▽

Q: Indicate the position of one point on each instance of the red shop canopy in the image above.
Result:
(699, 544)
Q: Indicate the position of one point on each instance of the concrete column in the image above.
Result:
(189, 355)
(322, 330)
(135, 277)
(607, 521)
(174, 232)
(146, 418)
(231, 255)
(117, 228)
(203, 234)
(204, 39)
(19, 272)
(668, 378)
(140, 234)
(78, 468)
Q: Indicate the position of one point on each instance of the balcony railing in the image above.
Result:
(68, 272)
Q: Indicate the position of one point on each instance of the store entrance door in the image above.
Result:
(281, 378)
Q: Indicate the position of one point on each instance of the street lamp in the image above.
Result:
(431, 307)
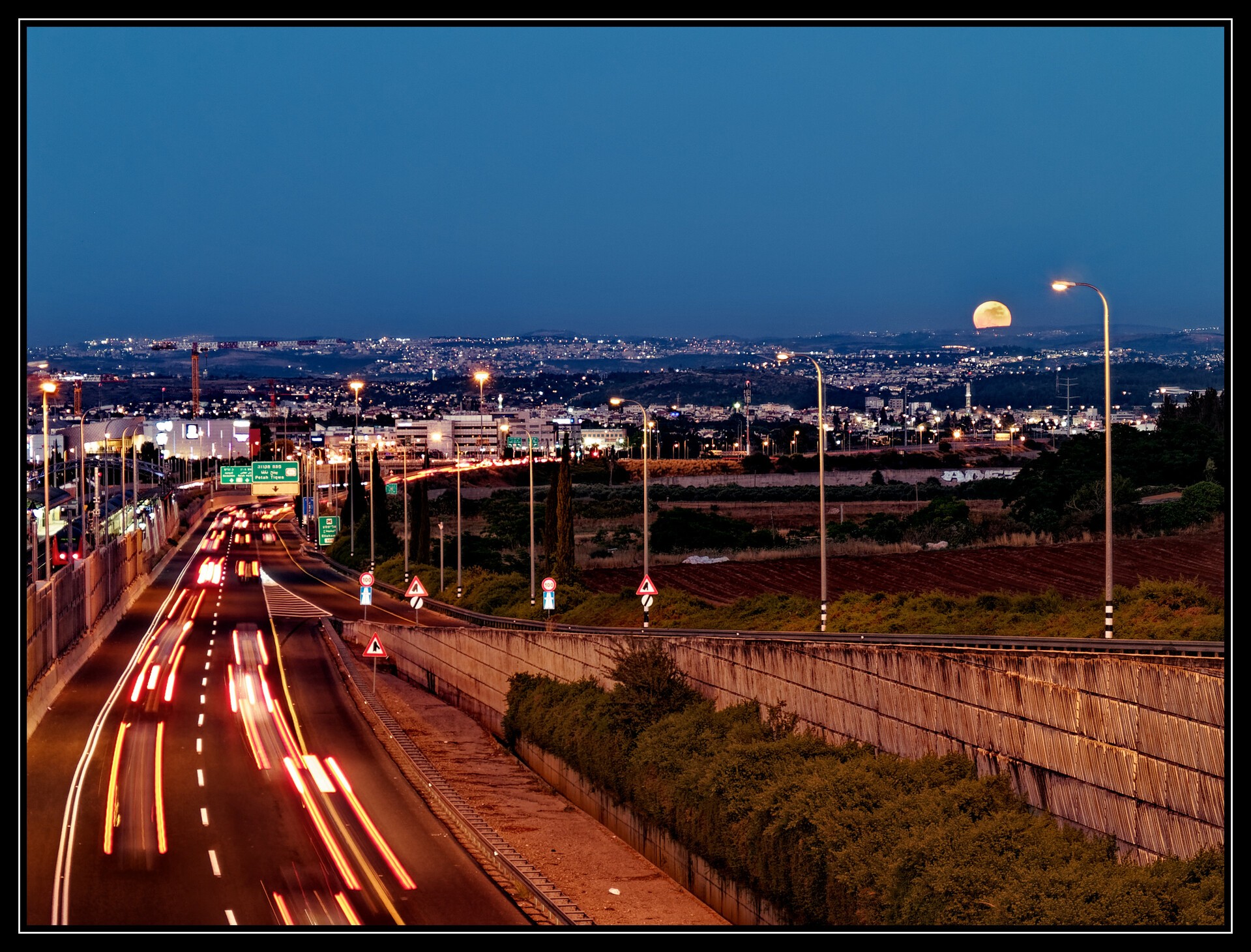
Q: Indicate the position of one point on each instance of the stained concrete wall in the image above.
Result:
(1120, 745)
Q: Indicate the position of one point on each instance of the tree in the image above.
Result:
(385, 541)
(563, 566)
(419, 520)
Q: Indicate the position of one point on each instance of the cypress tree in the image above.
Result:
(563, 565)
(550, 533)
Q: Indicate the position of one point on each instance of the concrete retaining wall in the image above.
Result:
(1116, 745)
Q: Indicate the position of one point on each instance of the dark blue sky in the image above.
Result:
(415, 181)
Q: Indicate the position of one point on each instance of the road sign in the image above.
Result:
(276, 478)
(327, 528)
(235, 476)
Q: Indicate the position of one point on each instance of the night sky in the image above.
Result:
(419, 181)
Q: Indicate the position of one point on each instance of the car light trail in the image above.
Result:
(283, 912)
(319, 776)
(111, 799)
(332, 844)
(347, 908)
(173, 670)
(160, 796)
(389, 857)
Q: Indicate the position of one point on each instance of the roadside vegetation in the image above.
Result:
(840, 835)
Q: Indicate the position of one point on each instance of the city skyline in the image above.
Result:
(419, 181)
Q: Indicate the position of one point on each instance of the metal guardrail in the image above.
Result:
(432, 786)
(1096, 646)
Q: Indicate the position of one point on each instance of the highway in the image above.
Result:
(205, 767)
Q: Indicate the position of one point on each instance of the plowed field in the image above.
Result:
(1074, 569)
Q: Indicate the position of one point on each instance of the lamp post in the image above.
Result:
(821, 471)
(482, 377)
(46, 387)
(647, 514)
(1108, 454)
(352, 496)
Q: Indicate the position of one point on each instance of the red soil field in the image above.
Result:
(1074, 569)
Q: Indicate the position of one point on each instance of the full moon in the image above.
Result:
(991, 314)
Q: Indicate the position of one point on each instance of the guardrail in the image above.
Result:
(1095, 645)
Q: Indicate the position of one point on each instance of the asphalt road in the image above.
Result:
(252, 796)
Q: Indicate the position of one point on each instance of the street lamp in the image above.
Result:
(821, 471)
(1108, 454)
(46, 387)
(352, 496)
(618, 402)
(482, 377)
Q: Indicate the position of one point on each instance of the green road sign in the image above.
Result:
(327, 528)
(276, 478)
(276, 472)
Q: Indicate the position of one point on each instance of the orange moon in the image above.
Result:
(991, 314)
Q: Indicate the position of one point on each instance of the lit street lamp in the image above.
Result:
(482, 377)
(647, 514)
(46, 387)
(821, 471)
(1108, 454)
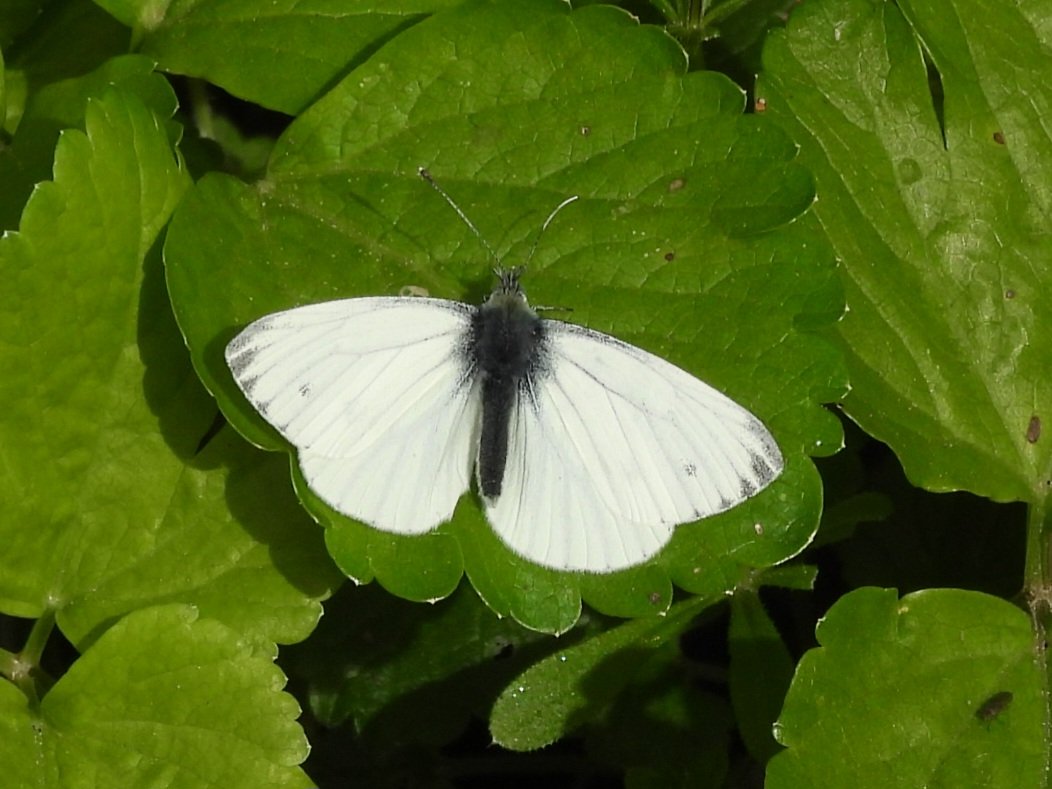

△

• [TASK TO CARRY OUT] Repeat all the records above word for word, and leave out the pictures.

• [ANSWER TO THIS PROBLEM]
Q: Indicate the position of one point on each instance of the red shop canopy in the image above.
Result:
(699, 544)
Q: Indicate the position of one point on each instance of the concrete column in the image above.
Result:
(189, 355)
(322, 330)
(135, 277)
(607, 521)
(174, 232)
(146, 418)
(231, 255)
(117, 228)
(203, 234)
(204, 39)
(19, 272)
(668, 378)
(140, 234)
(78, 468)
Q: Indicate the position of one point on each instance of the balcony railing in the image above.
Result:
(68, 272)
Q: Indicate the position of one point on each instance of the store entrance door in the image above.
Result:
(281, 378)
Q: Indicate the position of one point on each instance of the street lamp in the image above.
Result:
(431, 307)
Q: Indicate the position of one point on each instance of the stained concrete wall in the image above.
Result:
(1120, 745)
Q: Indicate the position of one point on each instance of the tree in the image above.
Result:
(385, 541)
(563, 566)
(419, 520)
Q: Indicate the position of one point on each instance of the cypress tree in the image above.
Result:
(563, 565)
(550, 533)
Q: Indicate the position of one point on each instance of the concrete retaining wall in the image above.
Result:
(1116, 745)
Q: Indicate the position of one point on each instance of the dark blue sky in the image above.
Result:
(415, 181)
Q: Indicate the position of one point on each instance of the road sign in the image above.
Result:
(276, 478)
(327, 528)
(235, 476)
Q: Indicate the position of one point on each instance of the night sky in the image above.
Result:
(419, 181)
Q: Indicate the position of one point on each instance of the car light trail in the image above.
Result:
(283, 912)
(319, 776)
(111, 799)
(332, 844)
(347, 908)
(173, 670)
(160, 796)
(389, 857)
Q: Indicate the position of one point on each instance of the roadside vegetation in the image above.
Result:
(840, 835)
Q: Indicate the position of one point on each instance of the city skyline in the image above.
Result:
(419, 181)
Q: Indicate the position of one point on each instance of the metal guardrail in the image above.
Result:
(432, 786)
(1096, 646)
Q: Indicate the position of one point on each instance of the highway in the image above.
Result:
(205, 767)
Q: Indicate the position of one point on each instance of the plowed field in the image above.
Result:
(1074, 569)
Q: Indicate the position of one point on each instance of the lamp post in the image above.
Result:
(821, 471)
(482, 377)
(46, 387)
(647, 514)
(1108, 454)
(352, 496)
Q: Indicate the position of one point on each instance of the red soil field in the image above.
Result:
(1074, 569)
Q: Indicate the position of one point on each instance of the full moon in the image above.
Result:
(991, 314)
Q: Indicate the position of one point on each instance of the guardrail in the image above.
Result:
(1095, 645)
Q: Indicate the position of one point on each instance of the asphalt road in the image above.
Result:
(252, 796)
Q: Indicate the position of one point on each instance of the street lamp in the image above.
Result:
(821, 471)
(1108, 454)
(46, 387)
(352, 496)
(618, 402)
(482, 377)
Q: Indicate the position of one point on each instance of the green road sign in the image above.
Result:
(327, 528)
(276, 478)
(276, 472)
Q: Indicate the position of one point on each instance of the orange moon in the image above.
Result:
(991, 314)
Q: Indicate the position of one point on each instance of the lit street lamp in the image above.
Result:
(482, 377)
(647, 514)
(46, 387)
(821, 471)
(1108, 454)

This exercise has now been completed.